Begin at the start of the entries and stop after the line that has "x=161 y=281", then write those lines out again, shifting every x and y coordinate in the answers by adding 20 and leaving all other text and numbers unchanged. Omit the picture markers from what you write.

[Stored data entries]
* BEGIN *
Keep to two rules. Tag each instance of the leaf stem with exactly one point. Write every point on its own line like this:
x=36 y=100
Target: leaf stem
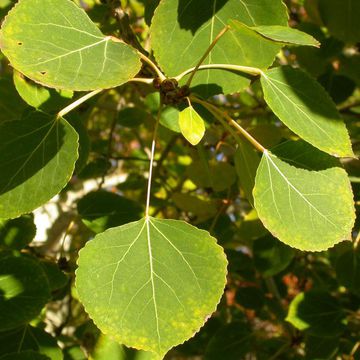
x=206 y=54
x=221 y=116
x=159 y=73
x=244 y=69
x=77 y=103
x=152 y=155
x=142 y=80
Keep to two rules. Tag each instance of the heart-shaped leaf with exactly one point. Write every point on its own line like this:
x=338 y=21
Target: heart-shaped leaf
x=37 y=159
x=61 y=47
x=308 y=210
x=161 y=281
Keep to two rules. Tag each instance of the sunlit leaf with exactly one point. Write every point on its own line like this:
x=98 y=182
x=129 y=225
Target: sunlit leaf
x=308 y=210
x=163 y=278
x=286 y=35
x=61 y=47
x=183 y=30
x=192 y=126
x=37 y=159
x=303 y=105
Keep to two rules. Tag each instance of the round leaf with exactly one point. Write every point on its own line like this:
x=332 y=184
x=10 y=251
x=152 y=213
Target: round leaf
x=308 y=210
x=61 y=47
x=154 y=284
x=37 y=159
x=24 y=290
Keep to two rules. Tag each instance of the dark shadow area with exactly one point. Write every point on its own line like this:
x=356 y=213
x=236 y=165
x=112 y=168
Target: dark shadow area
x=27 y=146
x=24 y=291
x=102 y=210
x=192 y=14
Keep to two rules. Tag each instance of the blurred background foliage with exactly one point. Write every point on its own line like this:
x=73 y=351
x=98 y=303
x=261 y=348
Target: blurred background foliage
x=279 y=303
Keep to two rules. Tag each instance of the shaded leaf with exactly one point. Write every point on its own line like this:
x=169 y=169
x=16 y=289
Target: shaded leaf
x=24 y=291
x=25 y=355
x=39 y=97
x=232 y=342
x=17 y=233
x=303 y=105
x=271 y=256
x=61 y=47
x=317 y=313
x=29 y=338
x=37 y=159
x=308 y=210
x=101 y=210
x=163 y=278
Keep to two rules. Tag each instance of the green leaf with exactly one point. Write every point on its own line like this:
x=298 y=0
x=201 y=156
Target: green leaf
x=12 y=105
x=24 y=291
x=246 y=163
x=304 y=106
x=29 y=338
x=101 y=210
x=317 y=313
x=61 y=47
x=183 y=30
x=37 y=159
x=155 y=283
x=39 y=97
x=286 y=35
x=132 y=117
x=17 y=233
x=341 y=18
x=348 y=270
x=271 y=256
x=192 y=126
x=308 y=210
x=25 y=355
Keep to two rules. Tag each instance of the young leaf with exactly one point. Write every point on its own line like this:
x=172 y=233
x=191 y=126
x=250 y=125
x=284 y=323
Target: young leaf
x=308 y=210
x=37 y=159
x=286 y=35
x=24 y=287
x=317 y=313
x=304 y=106
x=192 y=126
x=154 y=284
x=61 y=47
x=183 y=30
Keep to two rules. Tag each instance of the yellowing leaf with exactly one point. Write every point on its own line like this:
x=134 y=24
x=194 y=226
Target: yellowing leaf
x=192 y=126
x=160 y=282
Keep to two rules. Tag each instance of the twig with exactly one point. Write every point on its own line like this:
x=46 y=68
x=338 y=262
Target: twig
x=206 y=54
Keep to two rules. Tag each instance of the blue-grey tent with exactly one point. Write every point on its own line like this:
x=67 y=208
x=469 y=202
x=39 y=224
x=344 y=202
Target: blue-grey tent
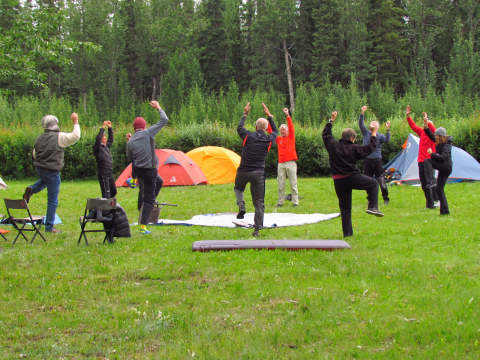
x=403 y=168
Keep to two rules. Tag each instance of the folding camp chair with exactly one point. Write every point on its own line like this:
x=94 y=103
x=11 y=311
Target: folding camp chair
x=16 y=207
x=93 y=206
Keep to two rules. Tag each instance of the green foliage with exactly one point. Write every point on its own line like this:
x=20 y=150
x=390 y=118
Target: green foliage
x=407 y=288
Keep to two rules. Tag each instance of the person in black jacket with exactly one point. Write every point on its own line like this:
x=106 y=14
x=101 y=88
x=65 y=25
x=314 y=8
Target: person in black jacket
x=252 y=166
x=101 y=150
x=441 y=160
x=343 y=156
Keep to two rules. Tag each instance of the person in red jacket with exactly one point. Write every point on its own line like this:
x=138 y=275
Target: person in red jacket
x=287 y=157
x=425 y=169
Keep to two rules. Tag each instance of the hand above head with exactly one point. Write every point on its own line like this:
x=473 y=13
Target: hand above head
x=266 y=111
x=334 y=116
x=74 y=118
x=408 y=110
x=246 y=109
x=155 y=104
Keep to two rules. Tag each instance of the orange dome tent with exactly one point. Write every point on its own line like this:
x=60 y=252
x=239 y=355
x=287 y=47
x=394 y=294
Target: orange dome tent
x=218 y=164
x=174 y=167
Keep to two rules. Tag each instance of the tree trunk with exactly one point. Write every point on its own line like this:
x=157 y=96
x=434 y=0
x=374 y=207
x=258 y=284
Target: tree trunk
x=154 y=88
x=289 y=76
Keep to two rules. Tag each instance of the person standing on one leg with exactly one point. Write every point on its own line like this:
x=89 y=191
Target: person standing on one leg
x=102 y=153
x=343 y=156
x=141 y=151
x=425 y=169
x=287 y=157
x=373 y=165
x=256 y=146
x=48 y=158
x=442 y=161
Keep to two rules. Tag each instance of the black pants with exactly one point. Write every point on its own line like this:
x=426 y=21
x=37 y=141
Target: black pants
x=344 y=187
x=150 y=184
x=374 y=168
x=257 y=189
x=427 y=180
x=107 y=185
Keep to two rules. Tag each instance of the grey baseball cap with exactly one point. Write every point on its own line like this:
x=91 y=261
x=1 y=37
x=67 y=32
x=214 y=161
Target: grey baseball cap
x=50 y=122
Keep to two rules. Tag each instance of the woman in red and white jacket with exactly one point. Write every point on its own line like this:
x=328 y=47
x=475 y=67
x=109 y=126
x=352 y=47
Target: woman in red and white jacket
x=425 y=169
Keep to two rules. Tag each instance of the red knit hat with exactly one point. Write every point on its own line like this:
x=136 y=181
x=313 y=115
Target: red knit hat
x=139 y=123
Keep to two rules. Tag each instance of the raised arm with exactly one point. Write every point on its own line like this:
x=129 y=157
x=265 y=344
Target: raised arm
x=327 y=136
x=242 y=132
x=98 y=139
x=110 y=134
x=387 y=135
x=154 y=129
x=417 y=129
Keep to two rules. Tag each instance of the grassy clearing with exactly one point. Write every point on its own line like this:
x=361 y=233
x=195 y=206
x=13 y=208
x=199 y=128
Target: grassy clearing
x=408 y=288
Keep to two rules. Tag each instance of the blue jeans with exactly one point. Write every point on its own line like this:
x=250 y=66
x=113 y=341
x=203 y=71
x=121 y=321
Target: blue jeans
x=51 y=180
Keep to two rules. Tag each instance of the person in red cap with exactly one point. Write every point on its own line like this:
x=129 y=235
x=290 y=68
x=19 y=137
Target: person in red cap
x=425 y=169
x=141 y=151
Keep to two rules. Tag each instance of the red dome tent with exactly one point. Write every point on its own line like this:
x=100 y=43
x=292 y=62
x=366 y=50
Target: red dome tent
x=174 y=167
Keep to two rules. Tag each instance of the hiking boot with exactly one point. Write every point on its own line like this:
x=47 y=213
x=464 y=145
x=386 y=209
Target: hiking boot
x=27 y=194
x=375 y=212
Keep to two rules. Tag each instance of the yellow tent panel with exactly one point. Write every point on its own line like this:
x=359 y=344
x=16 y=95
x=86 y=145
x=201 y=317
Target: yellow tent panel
x=218 y=164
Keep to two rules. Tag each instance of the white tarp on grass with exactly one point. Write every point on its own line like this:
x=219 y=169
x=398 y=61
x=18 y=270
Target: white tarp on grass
x=270 y=220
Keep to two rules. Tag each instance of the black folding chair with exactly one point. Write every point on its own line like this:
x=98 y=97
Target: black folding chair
x=89 y=216
x=15 y=208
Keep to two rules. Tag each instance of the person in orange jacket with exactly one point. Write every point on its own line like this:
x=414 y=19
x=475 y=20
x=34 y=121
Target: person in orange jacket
x=287 y=157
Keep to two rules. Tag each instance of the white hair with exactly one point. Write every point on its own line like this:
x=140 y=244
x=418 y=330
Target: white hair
x=50 y=122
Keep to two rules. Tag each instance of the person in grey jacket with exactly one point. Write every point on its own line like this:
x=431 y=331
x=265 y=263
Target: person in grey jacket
x=141 y=151
x=373 y=165
x=48 y=155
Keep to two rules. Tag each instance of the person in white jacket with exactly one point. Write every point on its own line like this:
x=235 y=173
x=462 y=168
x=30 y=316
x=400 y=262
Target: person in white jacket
x=48 y=158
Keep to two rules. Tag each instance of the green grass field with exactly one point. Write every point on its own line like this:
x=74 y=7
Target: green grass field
x=408 y=288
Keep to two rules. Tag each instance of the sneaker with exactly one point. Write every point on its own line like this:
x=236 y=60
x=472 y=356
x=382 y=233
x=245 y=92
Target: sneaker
x=27 y=194
x=144 y=231
x=241 y=214
x=375 y=212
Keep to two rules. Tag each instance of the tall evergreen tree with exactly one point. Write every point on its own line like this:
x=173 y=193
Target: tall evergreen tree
x=388 y=52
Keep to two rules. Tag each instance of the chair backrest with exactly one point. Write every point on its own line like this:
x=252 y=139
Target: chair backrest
x=101 y=204
x=15 y=204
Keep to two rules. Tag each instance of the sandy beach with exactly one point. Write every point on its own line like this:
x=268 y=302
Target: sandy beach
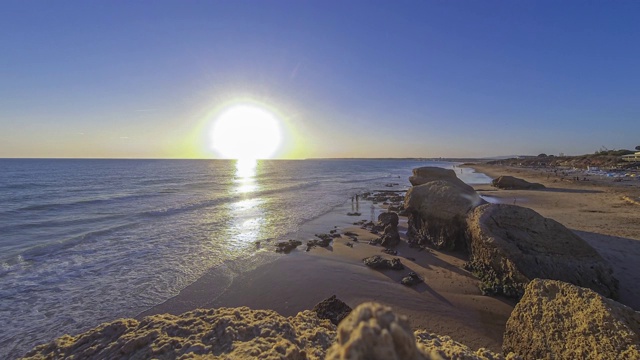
x=449 y=302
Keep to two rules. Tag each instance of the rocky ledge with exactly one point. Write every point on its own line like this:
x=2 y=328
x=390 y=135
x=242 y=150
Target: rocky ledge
x=371 y=331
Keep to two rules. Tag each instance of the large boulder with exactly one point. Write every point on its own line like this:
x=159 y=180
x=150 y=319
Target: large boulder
x=373 y=332
x=513 y=183
x=428 y=174
x=511 y=245
x=436 y=212
x=332 y=309
x=557 y=320
x=230 y=333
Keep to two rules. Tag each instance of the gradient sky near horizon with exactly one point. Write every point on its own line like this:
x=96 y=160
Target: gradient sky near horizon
x=144 y=79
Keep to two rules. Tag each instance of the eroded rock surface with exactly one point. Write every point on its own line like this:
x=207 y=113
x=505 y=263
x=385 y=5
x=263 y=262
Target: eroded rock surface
x=557 y=320
x=379 y=263
x=332 y=309
x=229 y=333
x=513 y=183
x=437 y=211
x=373 y=332
x=511 y=245
x=426 y=174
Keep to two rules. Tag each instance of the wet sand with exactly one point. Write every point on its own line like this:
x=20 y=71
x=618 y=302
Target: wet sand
x=449 y=302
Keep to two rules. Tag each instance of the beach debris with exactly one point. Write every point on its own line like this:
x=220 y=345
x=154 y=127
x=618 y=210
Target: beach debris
x=514 y=183
x=512 y=245
x=555 y=319
x=287 y=246
x=411 y=279
x=332 y=309
x=379 y=263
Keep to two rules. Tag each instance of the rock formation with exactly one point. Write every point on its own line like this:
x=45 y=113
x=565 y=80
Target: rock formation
x=235 y=333
x=372 y=331
x=428 y=174
x=388 y=222
x=388 y=218
x=390 y=237
x=287 y=246
x=437 y=211
x=514 y=183
x=379 y=263
x=511 y=245
x=332 y=309
x=556 y=320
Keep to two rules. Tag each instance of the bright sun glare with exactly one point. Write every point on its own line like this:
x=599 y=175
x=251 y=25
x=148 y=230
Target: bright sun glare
x=246 y=132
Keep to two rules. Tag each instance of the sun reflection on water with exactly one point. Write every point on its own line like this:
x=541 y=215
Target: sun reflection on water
x=247 y=213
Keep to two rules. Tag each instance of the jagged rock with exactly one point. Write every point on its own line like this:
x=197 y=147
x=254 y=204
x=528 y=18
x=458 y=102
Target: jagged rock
x=373 y=332
x=411 y=279
x=513 y=183
x=511 y=245
x=437 y=211
x=232 y=333
x=428 y=174
x=557 y=320
x=390 y=237
x=287 y=246
x=388 y=218
x=379 y=263
x=332 y=309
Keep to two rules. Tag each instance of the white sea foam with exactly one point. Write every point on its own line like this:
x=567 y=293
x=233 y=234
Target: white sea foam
x=88 y=241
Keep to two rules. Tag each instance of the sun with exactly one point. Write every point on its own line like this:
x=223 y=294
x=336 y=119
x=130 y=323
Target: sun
x=246 y=132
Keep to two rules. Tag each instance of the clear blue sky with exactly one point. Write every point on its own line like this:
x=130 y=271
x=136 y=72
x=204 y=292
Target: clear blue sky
x=348 y=78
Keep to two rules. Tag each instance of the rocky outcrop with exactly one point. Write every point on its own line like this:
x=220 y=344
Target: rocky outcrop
x=287 y=246
x=511 y=245
x=514 y=183
x=332 y=309
x=390 y=237
x=437 y=210
x=379 y=263
x=428 y=174
x=372 y=331
x=388 y=218
x=233 y=333
x=557 y=320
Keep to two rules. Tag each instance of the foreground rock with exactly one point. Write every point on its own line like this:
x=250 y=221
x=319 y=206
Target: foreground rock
x=514 y=183
x=236 y=333
x=428 y=174
x=437 y=212
x=511 y=245
x=562 y=321
x=332 y=309
x=372 y=331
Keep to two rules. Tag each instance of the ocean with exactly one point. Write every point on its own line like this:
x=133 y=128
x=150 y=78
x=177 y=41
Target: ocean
x=88 y=241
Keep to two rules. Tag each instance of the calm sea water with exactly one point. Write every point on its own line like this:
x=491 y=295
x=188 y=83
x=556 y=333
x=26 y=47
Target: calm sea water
x=88 y=241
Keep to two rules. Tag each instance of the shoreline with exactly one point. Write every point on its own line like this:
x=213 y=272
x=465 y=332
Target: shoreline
x=449 y=302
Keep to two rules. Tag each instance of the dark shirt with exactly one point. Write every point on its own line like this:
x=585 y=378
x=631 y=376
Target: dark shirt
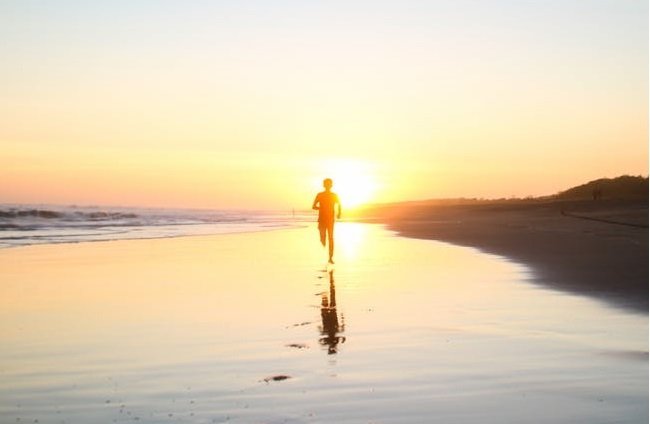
x=326 y=201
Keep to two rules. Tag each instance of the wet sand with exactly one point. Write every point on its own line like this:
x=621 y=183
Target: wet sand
x=255 y=327
x=596 y=248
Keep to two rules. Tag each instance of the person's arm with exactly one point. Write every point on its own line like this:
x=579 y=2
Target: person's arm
x=338 y=202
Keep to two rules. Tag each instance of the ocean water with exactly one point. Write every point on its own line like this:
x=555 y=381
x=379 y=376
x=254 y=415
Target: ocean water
x=22 y=225
x=257 y=328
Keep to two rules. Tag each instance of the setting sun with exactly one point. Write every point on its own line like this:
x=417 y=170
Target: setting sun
x=354 y=181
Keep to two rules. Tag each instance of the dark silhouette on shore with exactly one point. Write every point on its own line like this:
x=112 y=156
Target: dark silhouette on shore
x=325 y=203
x=330 y=327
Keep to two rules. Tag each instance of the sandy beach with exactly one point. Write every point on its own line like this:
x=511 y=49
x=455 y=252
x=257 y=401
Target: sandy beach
x=255 y=327
x=595 y=248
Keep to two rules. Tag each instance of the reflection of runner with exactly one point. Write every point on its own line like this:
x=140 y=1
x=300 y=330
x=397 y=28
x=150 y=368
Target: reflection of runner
x=331 y=327
x=325 y=203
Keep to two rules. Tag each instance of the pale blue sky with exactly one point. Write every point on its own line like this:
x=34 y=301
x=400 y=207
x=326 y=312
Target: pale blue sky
x=463 y=93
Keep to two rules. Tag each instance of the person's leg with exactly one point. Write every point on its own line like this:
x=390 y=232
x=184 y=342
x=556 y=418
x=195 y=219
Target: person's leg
x=322 y=229
x=330 y=233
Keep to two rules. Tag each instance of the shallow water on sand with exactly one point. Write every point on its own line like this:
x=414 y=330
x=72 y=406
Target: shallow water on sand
x=256 y=328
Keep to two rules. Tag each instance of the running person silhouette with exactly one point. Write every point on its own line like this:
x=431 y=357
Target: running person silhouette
x=325 y=203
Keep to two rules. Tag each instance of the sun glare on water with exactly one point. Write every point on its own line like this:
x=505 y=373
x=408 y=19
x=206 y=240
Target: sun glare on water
x=354 y=182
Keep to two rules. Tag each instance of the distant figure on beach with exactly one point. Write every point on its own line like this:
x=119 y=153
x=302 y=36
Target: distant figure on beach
x=331 y=328
x=325 y=203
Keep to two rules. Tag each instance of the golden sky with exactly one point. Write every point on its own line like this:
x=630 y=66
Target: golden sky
x=252 y=104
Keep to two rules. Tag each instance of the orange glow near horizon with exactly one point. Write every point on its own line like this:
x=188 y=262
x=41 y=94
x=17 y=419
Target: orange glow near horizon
x=406 y=103
x=354 y=181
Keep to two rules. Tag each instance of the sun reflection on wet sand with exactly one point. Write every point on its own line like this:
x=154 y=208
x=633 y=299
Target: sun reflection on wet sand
x=199 y=327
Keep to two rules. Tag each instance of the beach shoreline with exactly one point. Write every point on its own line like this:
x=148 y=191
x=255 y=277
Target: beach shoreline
x=595 y=248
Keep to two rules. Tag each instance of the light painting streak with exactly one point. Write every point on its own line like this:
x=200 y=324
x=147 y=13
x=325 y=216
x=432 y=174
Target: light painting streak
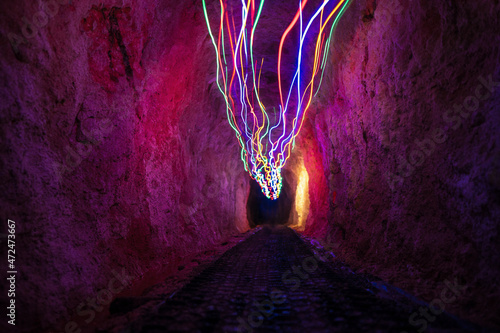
x=266 y=140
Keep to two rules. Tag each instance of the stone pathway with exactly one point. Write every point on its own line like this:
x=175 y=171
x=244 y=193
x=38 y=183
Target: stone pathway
x=276 y=282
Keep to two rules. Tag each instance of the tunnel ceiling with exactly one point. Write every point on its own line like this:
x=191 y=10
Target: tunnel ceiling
x=117 y=154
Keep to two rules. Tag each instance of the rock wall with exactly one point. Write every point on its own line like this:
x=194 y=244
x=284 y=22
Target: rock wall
x=117 y=157
x=116 y=153
x=407 y=126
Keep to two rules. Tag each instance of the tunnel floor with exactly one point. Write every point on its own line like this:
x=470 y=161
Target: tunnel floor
x=245 y=290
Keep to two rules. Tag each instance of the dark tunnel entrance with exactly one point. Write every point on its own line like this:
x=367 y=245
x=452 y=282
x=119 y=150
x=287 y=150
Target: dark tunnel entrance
x=261 y=210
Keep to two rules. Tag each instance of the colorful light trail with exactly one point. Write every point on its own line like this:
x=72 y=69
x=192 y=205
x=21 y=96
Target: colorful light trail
x=267 y=138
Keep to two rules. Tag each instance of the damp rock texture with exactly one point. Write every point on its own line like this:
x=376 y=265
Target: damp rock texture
x=116 y=153
x=117 y=157
x=407 y=126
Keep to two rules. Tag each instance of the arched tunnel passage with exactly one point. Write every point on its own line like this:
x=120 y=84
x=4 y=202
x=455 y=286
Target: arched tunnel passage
x=261 y=210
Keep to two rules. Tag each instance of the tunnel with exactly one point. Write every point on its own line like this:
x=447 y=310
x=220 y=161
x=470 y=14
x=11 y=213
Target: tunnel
x=130 y=191
x=261 y=210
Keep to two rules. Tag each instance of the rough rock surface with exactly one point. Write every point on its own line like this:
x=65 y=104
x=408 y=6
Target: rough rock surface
x=416 y=181
x=115 y=149
x=116 y=152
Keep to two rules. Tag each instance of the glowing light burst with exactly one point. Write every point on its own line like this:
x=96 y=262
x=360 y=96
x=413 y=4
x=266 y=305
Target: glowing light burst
x=266 y=137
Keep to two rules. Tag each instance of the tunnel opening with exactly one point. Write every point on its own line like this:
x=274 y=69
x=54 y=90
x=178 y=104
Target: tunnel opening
x=261 y=210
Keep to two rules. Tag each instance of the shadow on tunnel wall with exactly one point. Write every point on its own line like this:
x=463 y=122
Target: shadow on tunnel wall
x=261 y=210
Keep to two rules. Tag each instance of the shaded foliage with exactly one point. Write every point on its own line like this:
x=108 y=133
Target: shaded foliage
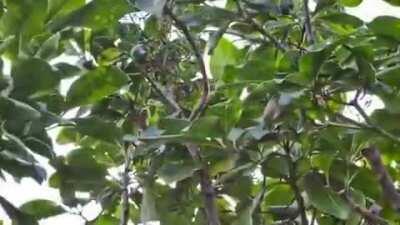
x=255 y=134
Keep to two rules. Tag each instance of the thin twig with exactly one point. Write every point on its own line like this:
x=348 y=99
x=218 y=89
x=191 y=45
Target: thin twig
x=390 y=193
x=206 y=186
x=308 y=26
x=259 y=27
x=125 y=189
x=200 y=61
x=369 y=216
x=292 y=179
x=372 y=125
x=173 y=104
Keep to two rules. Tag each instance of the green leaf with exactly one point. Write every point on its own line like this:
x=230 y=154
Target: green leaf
x=393 y=2
x=24 y=19
x=386 y=26
x=13 y=109
x=206 y=127
x=17 y=217
x=279 y=194
x=59 y=8
x=20 y=168
x=275 y=166
x=246 y=215
x=97 y=15
x=342 y=23
x=155 y=7
x=226 y=53
x=350 y=3
x=106 y=220
x=173 y=126
x=175 y=171
x=390 y=76
x=324 y=198
x=310 y=65
x=49 y=48
x=32 y=78
x=148 y=210
x=78 y=171
x=41 y=208
x=98 y=128
x=95 y=85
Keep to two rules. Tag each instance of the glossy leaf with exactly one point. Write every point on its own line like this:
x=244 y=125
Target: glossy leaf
x=325 y=199
x=95 y=85
x=386 y=26
x=41 y=208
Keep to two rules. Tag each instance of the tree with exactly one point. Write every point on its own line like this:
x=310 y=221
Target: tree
x=213 y=115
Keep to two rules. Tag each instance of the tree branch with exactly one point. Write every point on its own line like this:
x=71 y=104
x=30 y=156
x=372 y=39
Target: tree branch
x=390 y=193
x=368 y=215
x=292 y=179
x=173 y=104
x=206 y=86
x=207 y=188
x=125 y=189
x=308 y=26
x=371 y=124
x=260 y=28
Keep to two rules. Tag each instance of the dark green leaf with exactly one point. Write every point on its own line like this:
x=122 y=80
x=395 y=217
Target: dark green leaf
x=97 y=15
x=41 y=208
x=33 y=78
x=350 y=3
x=386 y=26
x=100 y=129
x=325 y=199
x=342 y=23
x=95 y=85
x=226 y=53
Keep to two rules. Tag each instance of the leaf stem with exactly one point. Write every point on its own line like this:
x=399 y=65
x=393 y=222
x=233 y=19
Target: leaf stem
x=307 y=24
x=200 y=61
x=292 y=180
x=125 y=188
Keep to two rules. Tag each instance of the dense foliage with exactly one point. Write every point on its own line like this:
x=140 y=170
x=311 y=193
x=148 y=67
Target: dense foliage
x=213 y=115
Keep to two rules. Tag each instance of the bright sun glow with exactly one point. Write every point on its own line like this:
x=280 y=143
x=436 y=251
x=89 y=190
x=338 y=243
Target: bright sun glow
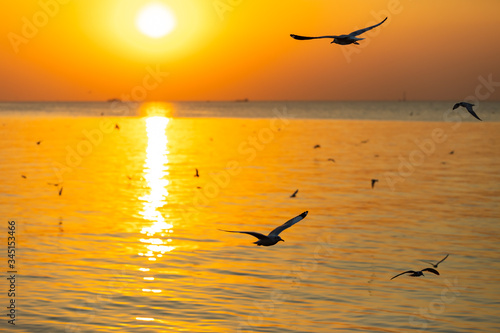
x=155 y=20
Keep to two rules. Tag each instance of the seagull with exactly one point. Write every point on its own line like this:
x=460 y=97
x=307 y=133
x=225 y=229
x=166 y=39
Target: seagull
x=468 y=106
x=418 y=273
x=342 y=39
x=435 y=265
x=273 y=237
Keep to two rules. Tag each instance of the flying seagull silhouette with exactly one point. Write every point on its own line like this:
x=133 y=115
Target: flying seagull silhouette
x=273 y=237
x=418 y=273
x=342 y=39
x=436 y=264
x=468 y=106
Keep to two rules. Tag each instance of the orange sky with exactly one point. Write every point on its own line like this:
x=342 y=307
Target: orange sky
x=91 y=50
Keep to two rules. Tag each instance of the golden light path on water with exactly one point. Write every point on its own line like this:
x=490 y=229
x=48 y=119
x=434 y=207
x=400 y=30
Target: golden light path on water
x=156 y=235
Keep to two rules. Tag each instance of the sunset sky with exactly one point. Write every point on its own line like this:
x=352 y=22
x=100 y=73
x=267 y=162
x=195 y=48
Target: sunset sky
x=83 y=50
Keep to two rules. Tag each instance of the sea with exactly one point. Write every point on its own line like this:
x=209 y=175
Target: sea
x=113 y=216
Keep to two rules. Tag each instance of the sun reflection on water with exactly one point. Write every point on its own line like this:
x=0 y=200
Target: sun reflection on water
x=156 y=175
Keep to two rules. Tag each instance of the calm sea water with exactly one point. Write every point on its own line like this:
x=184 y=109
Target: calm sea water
x=132 y=243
* END *
▶ [RESPONSE BELOW]
Keep to two rules. Tag each instance of the leaf stem with exactly one point. Write every point on its own line like this:
x=36 y=100
Target: leaf stem
x=226 y=74
x=241 y=136
x=179 y=93
x=264 y=89
x=97 y=123
x=172 y=175
x=162 y=100
Keep to two rules. Tag each instance of the heart-shaped leaf with exactly one point. Write every point on its own line like this:
x=338 y=21
Target: heart-shaped leaf
x=57 y=179
x=81 y=67
x=328 y=230
x=181 y=301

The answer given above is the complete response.